(Stored entries)
****
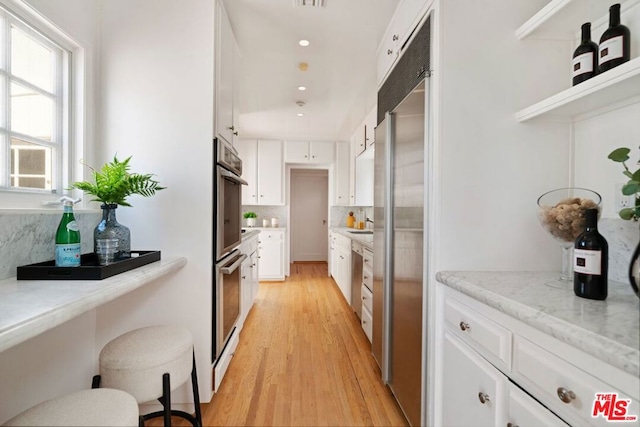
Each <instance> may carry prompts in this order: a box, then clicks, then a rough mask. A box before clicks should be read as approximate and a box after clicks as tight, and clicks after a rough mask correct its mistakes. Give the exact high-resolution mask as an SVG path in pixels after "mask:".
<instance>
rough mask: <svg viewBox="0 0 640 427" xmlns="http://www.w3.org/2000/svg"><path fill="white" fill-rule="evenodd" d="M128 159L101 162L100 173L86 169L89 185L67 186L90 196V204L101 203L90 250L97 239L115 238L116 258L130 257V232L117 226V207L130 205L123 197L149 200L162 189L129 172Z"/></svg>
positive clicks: (154, 179) (146, 175) (143, 174)
mask: <svg viewBox="0 0 640 427" xmlns="http://www.w3.org/2000/svg"><path fill="white" fill-rule="evenodd" d="M131 157H132V156H129V157H127V158H126V159H125V160H123V161H120V160H118V157H117V156H114V157H113V161H111V162H109V163H105V164H104V165H103V166H102V168H101V169H100V170H96V169H94V168H92V167H91V166H87V167H89V168H90V169H91V171H92V176H93V182H89V181H81V182H74V183H73V184H71V186H70V189H73V188H76V189H78V190H82V191H84V192H85V193H87V194H90V195H92V196H93V199H91V201H95V202H100V203H101V206H100V208H101V209H102V220H101V221H100V223H99V224H98V225H97V226H96V228H95V229H94V232H93V239H94V251H95V249H96V248H95V246H96V241H97V240H98V239H113V238H115V239H118V251H117V253H116V256H117V258H128V257H129V256H130V255H131V232H130V231H129V228H127V227H126V226H124V225H122V224H120V223H118V221H117V219H116V209H117V208H118V206H131V204H130V203H129V202H128V201H127V198H128V197H129V196H132V195H134V194H138V195H140V196H143V197H151V196H153V195H154V194H155V193H156V191H160V190H164V189H165V188H166V187H162V186H160V183H159V182H158V181H157V180H155V179H153V175H152V174H139V173H134V172H130V168H131V166H130V165H129V162H130V161H131ZM85 166H86V165H85Z"/></svg>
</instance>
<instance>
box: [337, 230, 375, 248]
mask: <svg viewBox="0 0 640 427" xmlns="http://www.w3.org/2000/svg"><path fill="white" fill-rule="evenodd" d="M331 231H335V232H336V233H340V234H342V235H344V236H347V237H348V238H350V239H351V240H355V241H356V242H360V243H362V244H363V245H365V246H366V247H368V248H369V249H373V234H359V233H358V231H364V230H356V229H354V228H347V227H331ZM351 231H355V233H351Z"/></svg>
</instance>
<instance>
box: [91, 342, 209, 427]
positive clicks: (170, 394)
mask: <svg viewBox="0 0 640 427" xmlns="http://www.w3.org/2000/svg"><path fill="white" fill-rule="evenodd" d="M170 377H171V376H170V375H169V374H168V373H165V374H164V375H162V397H160V398H158V401H159V402H160V403H161V404H162V408H163V410H162V411H156V412H152V413H150V414H146V415H141V416H140V427H143V426H144V420H149V419H152V418H157V417H164V425H165V427H171V417H172V416H176V417H180V418H184V419H185V420H187V421H189V422H190V423H191V424H192V425H193V426H194V427H202V413H201V410H200V393H199V391H198V374H197V371H196V356H195V352H194V354H193V367H192V368H191V388H192V391H193V406H194V407H195V412H196V414H195V415H196V416H195V417H194V416H193V415H191V414H189V413H188V412H185V411H178V410H175V409H171V378H170ZM91 388H100V375H95V376H94V377H93V381H92V383H91Z"/></svg>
****
» **Prompt**
No picture belongs in the copy. Print every entry above exactly as it stands.

» **Solution for this exercise**
Each <instance> may carry prompts in this order: a box, then clicks, then a rough mask. A box before clicks should be read as approximate and a box after clicks as tight, and clicks after a rough mask correct its mistakes. Give the exact high-resolution mask as an SVG path in pixels after "mask:".
<instance>
rough mask: <svg viewBox="0 0 640 427" xmlns="http://www.w3.org/2000/svg"><path fill="white" fill-rule="evenodd" d="M128 159L101 162L100 173L86 169L89 185L67 186L90 196V204L101 203L90 250L97 239L115 238L116 258L130 257V232L117 226V207L130 205L123 197L149 200L162 189L129 172Z"/></svg>
positive clicks: (154, 179) (146, 175) (143, 174)
mask: <svg viewBox="0 0 640 427" xmlns="http://www.w3.org/2000/svg"><path fill="white" fill-rule="evenodd" d="M131 157H132V156H129V157H127V158H126V159H125V160H123V161H120V160H118V157H117V156H114V157H113V161H111V162H109V163H105V164H104V165H103V166H102V168H101V169H100V170H96V169H94V168H92V167H91V166H87V167H89V168H90V169H91V171H92V176H93V182H89V181H81V182H74V183H73V184H71V186H70V189H73V188H76V189H78V190H82V191H84V192H85V193H87V194H90V195H92V196H93V199H91V201H95V202H100V203H101V206H100V208H101V209H102V220H101V221H100V223H99V224H98V225H97V226H96V228H95V229H94V232H93V239H94V251H95V249H96V248H95V246H96V241H97V240H98V239H113V238H115V239H118V251H117V253H116V256H117V258H128V257H129V256H130V255H131V232H130V231H129V228H127V227H126V226H124V225H122V224H120V223H118V221H117V219H116V209H117V208H118V206H131V204H130V203H129V202H128V201H127V198H128V197H129V196H132V195H134V194H138V195H140V196H143V197H151V196H153V195H154V194H155V193H156V191H160V190H164V189H165V188H166V187H162V186H160V183H159V182H158V181H157V180H155V179H153V175H152V174H139V173H134V172H130V168H131V166H130V165H129V162H130V161H131ZM85 166H86V165H85Z"/></svg>
</instance>
<instance>
box: [337, 230, 375, 248]
mask: <svg viewBox="0 0 640 427" xmlns="http://www.w3.org/2000/svg"><path fill="white" fill-rule="evenodd" d="M331 231H335V232H336V233H340V234H342V235H344V236H347V237H348V238H350V239H351V240H355V241H356V242H360V243H362V244H363V245H365V246H366V247H368V248H369V249H373V234H359V233H358V231H364V230H356V229H354V228H347V227H331ZM351 231H355V233H351Z"/></svg>
</instance>
<instance>
box: [91, 342, 209, 427]
positive clicks: (170, 394)
mask: <svg viewBox="0 0 640 427" xmlns="http://www.w3.org/2000/svg"><path fill="white" fill-rule="evenodd" d="M170 377H171V376H170V375H169V374H168V373H165V374H164V375H162V397H160V398H158V401H159V402H160V403H161V404H162V408H163V410H162V411H156V412H152V413H150V414H146V415H141V416H140V427H143V426H144V420H149V419H152V418H157V417H164V425H165V427H171V417H172V416H176V417H180V418H184V419H185V420H187V421H189V422H190V423H191V424H192V425H193V426H194V427H202V413H201V410H200V393H199V391H198V374H197V371H196V356H195V352H194V354H193V367H192V368H191V388H192V391H193V406H194V407H195V412H196V414H195V415H196V416H195V417H194V416H193V415H191V414H189V413H188V412H185V411H178V410H175V409H171V378H170ZM91 388H100V375H95V376H94V377H93V381H92V383H91Z"/></svg>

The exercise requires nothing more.